• Records to process:
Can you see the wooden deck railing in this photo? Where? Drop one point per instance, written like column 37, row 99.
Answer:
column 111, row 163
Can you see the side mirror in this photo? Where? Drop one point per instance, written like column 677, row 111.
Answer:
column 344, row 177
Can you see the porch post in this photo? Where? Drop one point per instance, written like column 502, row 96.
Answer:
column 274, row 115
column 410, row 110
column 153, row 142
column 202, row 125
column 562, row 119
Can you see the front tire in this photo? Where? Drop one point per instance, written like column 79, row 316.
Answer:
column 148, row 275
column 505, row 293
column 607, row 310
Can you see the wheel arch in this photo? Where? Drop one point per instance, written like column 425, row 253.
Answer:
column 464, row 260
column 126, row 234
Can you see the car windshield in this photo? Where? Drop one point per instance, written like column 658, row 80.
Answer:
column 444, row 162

---

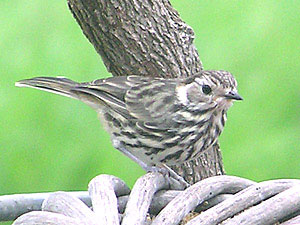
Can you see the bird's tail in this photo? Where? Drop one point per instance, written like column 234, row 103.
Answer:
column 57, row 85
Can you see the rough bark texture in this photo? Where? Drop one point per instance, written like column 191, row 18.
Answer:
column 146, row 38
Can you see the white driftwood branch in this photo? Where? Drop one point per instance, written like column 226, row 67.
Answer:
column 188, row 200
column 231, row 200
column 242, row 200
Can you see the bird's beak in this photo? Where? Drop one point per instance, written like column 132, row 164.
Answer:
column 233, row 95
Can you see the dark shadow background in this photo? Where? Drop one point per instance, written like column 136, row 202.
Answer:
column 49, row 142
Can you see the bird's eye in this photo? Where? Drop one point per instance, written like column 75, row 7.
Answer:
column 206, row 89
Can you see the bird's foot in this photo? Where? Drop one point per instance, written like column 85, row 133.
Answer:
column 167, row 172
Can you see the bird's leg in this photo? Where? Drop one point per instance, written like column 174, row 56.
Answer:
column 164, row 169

==

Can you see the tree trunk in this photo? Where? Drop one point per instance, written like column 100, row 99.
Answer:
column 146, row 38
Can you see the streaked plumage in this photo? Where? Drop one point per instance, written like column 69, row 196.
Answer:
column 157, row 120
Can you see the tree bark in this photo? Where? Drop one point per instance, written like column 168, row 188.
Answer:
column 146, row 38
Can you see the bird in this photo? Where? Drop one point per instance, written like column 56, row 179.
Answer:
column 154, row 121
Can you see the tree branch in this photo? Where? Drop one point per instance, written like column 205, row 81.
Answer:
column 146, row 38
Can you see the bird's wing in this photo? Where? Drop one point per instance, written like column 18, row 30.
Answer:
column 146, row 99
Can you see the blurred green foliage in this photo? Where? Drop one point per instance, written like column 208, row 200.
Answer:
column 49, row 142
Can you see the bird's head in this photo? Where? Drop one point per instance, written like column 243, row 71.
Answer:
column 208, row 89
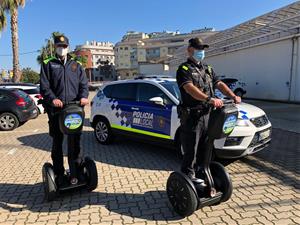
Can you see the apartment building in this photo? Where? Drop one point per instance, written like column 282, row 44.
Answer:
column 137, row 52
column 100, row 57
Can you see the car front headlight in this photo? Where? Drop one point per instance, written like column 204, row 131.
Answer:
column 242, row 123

• What to work on: Lay out everything in the records above, from the line containing "Can you see the car front" down to the line containing "column 242, row 123", as a numbered list, skipping any blank lines.

• Output for this exercise:
1. Can you see the car front headlight in this photo? Where? Drop one point per instance, written like column 204, row 131.
2. Answer:
3. column 242, row 123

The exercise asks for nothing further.